Exercise prompt |
A word-for-word copy of the entries is the only acceptable reply.

Information provided |
BEGIN
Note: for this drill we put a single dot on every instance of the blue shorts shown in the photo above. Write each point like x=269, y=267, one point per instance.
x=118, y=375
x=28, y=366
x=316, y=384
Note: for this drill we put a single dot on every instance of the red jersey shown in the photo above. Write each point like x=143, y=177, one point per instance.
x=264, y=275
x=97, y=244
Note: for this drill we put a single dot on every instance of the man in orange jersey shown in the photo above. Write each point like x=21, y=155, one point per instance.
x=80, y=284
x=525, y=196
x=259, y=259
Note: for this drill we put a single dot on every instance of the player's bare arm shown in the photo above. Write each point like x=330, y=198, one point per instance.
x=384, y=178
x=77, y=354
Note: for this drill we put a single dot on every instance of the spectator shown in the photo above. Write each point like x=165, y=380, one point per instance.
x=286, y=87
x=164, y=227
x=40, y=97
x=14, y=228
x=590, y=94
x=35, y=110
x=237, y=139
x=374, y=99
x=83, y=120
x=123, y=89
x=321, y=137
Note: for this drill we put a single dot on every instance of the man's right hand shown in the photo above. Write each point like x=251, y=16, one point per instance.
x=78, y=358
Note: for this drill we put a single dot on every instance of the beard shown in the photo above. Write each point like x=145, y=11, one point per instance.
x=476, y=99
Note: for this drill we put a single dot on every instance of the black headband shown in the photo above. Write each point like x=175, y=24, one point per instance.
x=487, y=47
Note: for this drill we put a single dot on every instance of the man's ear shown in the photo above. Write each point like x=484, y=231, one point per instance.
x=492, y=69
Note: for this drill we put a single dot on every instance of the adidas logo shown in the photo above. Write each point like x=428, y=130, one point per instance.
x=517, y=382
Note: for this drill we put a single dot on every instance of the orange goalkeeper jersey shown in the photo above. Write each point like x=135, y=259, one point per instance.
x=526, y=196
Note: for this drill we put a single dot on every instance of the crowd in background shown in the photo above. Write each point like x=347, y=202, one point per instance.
END
Reply to the task |
Note: for this drill we put a single dot on every instance of the blue shorts shown in the photo above. Write each point like x=269, y=267, one point per instance.
x=118, y=375
x=28, y=366
x=316, y=384
Note: for this drill we put a single dot on every instance of the red jersey shown in the photo above. Write each point like x=143, y=177, one point per instance.
x=264, y=275
x=97, y=244
Note: for this drill we put a single dot on every instance of the man in orange jersey shown in the photo above. Write each point like x=21, y=155, one point per instance.
x=80, y=284
x=525, y=196
x=259, y=259
Note: for this drill we put a single dot on every instance of the player's bare arm shown in the photo above. Write each point like x=330, y=198, one point per instance.
x=384, y=178
x=77, y=354
Note: for this drill we put a single dot on every instance of the spectator shown in the photo above. Write each point like x=165, y=380, one point per instance.
x=286, y=87
x=164, y=227
x=40, y=97
x=14, y=228
x=590, y=94
x=35, y=110
x=237, y=139
x=374, y=99
x=83, y=120
x=123, y=89
x=321, y=137
Note: for this drill we put a single dot on every instance of the man's right hand shown in the photo above. Write each point like x=251, y=16, one point per instance.
x=78, y=358
Note: for this drill we put a single dot on every instance of the beard shown in the photo above. Write each point like x=145, y=11, one point per instance.
x=476, y=99
Note: for this drill we put a single dot on every instance of the black headband shown in the photo above. Write each point like x=175, y=24, one point per instance.
x=487, y=47
Note: for this drill we put a single dot on every instance of the man's ear shown in the photo above. Write each point like x=484, y=231, one point per instance.
x=492, y=69
Note: for this drill we put a single dot on every instance of the adidas logo shown in the photo above. Write each point like x=428, y=130, one point per instance.
x=517, y=382
Note: for this drill we put a single dot on every instance of the orange goalkeeper jersey shown in the photo above. Write each point like x=135, y=259, one point per instance.
x=526, y=196
Note: for this drill we put a single dot on every instance of the crowd in background shown in the photo above. Write each point like x=347, y=202, one point per instance.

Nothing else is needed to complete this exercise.